• **TASK GOAL**: Every line that contains "wide" must be located and copied from the data.

*** Opening of INFORMATION ***

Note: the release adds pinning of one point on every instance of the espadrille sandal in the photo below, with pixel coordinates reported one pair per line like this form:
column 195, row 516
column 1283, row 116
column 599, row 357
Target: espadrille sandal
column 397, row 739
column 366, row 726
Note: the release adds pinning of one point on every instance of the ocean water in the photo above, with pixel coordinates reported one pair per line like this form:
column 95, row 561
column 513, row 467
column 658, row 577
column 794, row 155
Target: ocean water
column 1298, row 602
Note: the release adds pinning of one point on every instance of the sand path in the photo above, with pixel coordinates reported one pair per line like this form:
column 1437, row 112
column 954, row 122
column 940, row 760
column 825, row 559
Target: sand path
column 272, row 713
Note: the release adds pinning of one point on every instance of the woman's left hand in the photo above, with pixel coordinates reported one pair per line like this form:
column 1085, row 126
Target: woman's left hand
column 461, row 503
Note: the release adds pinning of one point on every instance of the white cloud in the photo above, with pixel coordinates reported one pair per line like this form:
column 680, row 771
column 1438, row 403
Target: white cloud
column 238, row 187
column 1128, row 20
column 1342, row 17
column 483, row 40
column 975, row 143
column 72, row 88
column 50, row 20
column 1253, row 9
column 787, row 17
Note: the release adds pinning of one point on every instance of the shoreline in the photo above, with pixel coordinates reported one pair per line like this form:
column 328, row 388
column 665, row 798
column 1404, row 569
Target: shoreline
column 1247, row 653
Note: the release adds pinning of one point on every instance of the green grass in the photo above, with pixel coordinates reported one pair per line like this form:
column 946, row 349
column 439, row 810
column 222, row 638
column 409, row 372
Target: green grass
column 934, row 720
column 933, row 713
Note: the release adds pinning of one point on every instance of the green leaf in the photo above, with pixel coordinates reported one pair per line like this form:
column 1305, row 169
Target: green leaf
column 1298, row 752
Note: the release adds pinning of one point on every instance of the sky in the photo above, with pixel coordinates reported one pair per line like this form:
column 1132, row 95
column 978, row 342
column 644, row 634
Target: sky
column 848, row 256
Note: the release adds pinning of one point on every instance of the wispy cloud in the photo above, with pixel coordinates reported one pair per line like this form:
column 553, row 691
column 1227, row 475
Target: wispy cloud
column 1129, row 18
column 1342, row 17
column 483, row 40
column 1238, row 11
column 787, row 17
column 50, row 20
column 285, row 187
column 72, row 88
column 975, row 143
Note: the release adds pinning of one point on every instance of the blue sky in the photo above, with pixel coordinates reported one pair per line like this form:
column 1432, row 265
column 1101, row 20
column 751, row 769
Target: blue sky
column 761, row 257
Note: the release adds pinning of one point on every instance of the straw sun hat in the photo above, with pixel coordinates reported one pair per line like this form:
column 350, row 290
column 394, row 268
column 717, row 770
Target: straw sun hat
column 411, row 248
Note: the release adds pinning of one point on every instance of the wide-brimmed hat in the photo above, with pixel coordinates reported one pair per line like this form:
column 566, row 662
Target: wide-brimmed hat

*** Close of INFORMATION ***

• **SOLUTION TO THE EXERCISE**:
Note: the release adds pinning of one point on every instance of the wide-brimmed hat in the photo above, with pixel coordinates reported one pair per line like this form:
Target: wide-brimmed hat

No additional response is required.